> [WORK INSTRUCTIONS]:
1. What share of the national budget does the North Korea article say the military receives?
2. Please transcribe the stretch of the North Korea article from "Since the ceasefire" through "relationship is tenuous.".
3. Write the next part of the North Korea article, picking up after its final sentence.

> [ARTICLE]:

---

The current “Supreme Leader,” Kim Jong-Un, has the nickname of “Kim Fatty the Third” in China. The usage of this nickname for him became so popular in China that the North Korean government asked the Chinese government to ban the search term of “Kim Fatty” from Baidu. Baidu is the most popular search engine in China. The Chinese government, another lover of censorship, complied with the North Korean request.
Enter the search term “Kim Fatty” on the uncensored Google in the USA (Google is also censored in China) and one gets over 37 million hits. Enter the same search term in the Chinese Baidu search engine and there are zero hits!
The irony of this is rather sad. It is obvious that Kim Jong-Un has a weight problem from his photos and it is well known he likes to overeat. As time goes by, from the photos of him, he seems to be expanding into some horrible, gluttonous beast.
The extremely sad part is that many of the people in his country, especially children in the countryside, suffer from severe malnutrition. The World Food Programme says that 6 million of the total population of 24 million North Koreans, which includes one-third of the children, lack enough food. During the 1990s, about two million people died of starvation in North Korea. This was caused by the lack of resources to grow enough food or import it, due to the obsessive concentration on military spending in North Korea. In North Korea, the military gets one-third of the nation’s budget.
Since the ceasefire that halted the Korean War in July 1953, but did not officially end it, there has been the Demilitarized Zone (DMZ) between South Korea and North Korea. The DMZ divides Korea essentially in half. The differences between the lifestyle in the southern part of Korea and in the northern part are astounding.
North Korea lives in virtual isolation from the rest of the world under one of the most highly controlled societies and a brutal dictatorship that constantly is threatening to attack its neighbors, now with nuclear weapons. The only reason North Korea gets away with such horrific behavior is that China supports them; however, even that relationship is tenuous.
Here are the things that the regular people have to deal with and suffer from, while living or, should we say, barely existing in North Korea.
15. Extremely Limited Internet and Communication Access
Unless you work for the North Korea government’s computer hacking team or have special authorization as a university professor, which is almost impossible to get, North Korean people have absolutely no access to the Internet. Internet traffic for the entire country of North Korea is less than one medium-sized office building in a western country. The North Korean people are completely cut off from communicating with the rest of the world. Many of the poor people do not even know that the Internet exists. If they do know about the technology, they mostly know about the government-controlled intranet in North Korea called “Kwangmyong.”
Kwangmyong has somewhere between 1,000 to 5,000 officially approved websites offering such benign things such as cooking recipes and more official propaganda thinly disguised as news. Only an estimated 10% of the North Korean population has used the Kwangmyong intranet. Computers cost a fortune for an average North Korean worker and the few highly-monitored cyber cafes that do exist in the capital city of Pyongyang are very expensive.

---

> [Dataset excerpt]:
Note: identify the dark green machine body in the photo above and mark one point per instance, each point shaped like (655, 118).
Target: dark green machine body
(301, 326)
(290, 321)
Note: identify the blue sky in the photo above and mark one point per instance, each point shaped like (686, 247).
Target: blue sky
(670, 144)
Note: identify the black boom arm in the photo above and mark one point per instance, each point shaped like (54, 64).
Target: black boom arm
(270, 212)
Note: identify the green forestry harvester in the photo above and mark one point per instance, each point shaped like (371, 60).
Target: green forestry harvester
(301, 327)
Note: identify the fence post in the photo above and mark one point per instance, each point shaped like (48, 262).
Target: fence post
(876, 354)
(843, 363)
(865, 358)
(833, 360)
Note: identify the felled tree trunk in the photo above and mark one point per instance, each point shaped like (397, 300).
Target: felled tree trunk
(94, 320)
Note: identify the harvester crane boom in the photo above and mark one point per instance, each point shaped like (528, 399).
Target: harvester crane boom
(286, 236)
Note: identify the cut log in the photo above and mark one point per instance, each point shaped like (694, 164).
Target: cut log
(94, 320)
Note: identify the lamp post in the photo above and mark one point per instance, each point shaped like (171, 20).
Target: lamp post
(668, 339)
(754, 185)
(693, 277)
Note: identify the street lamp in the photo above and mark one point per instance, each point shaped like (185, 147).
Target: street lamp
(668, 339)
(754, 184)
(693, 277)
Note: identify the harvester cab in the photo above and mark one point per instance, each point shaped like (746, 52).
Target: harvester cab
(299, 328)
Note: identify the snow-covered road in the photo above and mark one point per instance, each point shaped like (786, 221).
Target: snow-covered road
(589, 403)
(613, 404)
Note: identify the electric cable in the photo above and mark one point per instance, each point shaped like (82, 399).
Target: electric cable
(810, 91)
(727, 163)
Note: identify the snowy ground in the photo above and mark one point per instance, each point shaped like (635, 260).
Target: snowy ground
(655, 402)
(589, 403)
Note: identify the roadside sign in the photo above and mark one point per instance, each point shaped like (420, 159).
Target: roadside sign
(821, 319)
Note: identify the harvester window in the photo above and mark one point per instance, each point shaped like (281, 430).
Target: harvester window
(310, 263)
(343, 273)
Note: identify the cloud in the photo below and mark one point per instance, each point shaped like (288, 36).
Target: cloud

---

> [ANSWERS FOR THIS EXERCISE]:
1. The military receives one-third of the nation's budget.

2.
Since the ceasefire that halted the Korean War in July 1953, but did not officially end it, there has been the Demilitarized Zone (DMZ) between South Korea and North Korea. The DMZ divides Korea essentially in half. The differences between the lifestyle in the southern part of Korea and in the northern part are astounding.
North Korea lives in virtual isolation from the rest of the world under one of the most highly controlled societies and a brutal dictatorship that constantly is threatening to attack its neighbors, now with nuclear weapons. The only reason North Korea gets away with such horrific behavior is that China supports them; however, even that relationship is tenuous.

3.
14. The Deadly Bureau 27
The North Korean government has an entire department, called Bureau 27, dedicated to tracking down and stopping illegal Internet access and other forms of communication. Those who are caught attempting illegal access to Internet communication, possessing illegal materials on CDs, DVDs, and other portable media, or simply caught watching South Korean over-the-air television or listening to radio broadcasts are subject to the death penalty. Also, their entire family is sent to a prison camp.
Visiting foreigners are allowed Internet access; however, all of their electronic transmissions, in and out of the country, are monitored and censored. Facebook, YouTube, and Twitter are completely blocked. Foreign embassies are not permitted to use open, unsecured WIFI, and jamming devices are used to block the WIFI signals. No foreigner is allowed access to North Korea’s Kwangmyong intranet.
13. Death Penalty and Public Executions
North Korea is one of only six countries in the world that have public executions. The other five countries, where public executions occur, are Afghanistan, Iran, Saudi Arabia, Syria, and Yemen. The public executions are carried out by hanging, firing squad, decapitation, and being burned to death with a flamethrower.
The death penalty exists for things that are at most minor offenses even under the worst oppressive regimes elsewhere and not even considered crimes in most parts of the world, such as:
-Possessing and/or Reading the Bible
-Possessing and/or Viewing Pornography
-Watching Foreign Television Programs and Movies
12. It’s Risky Being a Family Member of the “Supreme Leader”
The “Supreme Leader” Kim Jong-Un had his Uncle, Jang Sung-taek executed along with Lee Yong-ha and Jang Soo-kee, who were two of the closest personal aides to Jang. Other members of Jang’s family were also executed. Jang was married to the sister of Kim Jong-Un. Prior to his execution, he played a key role in the North Korean government and as its emissary met many times with Chinese government officials.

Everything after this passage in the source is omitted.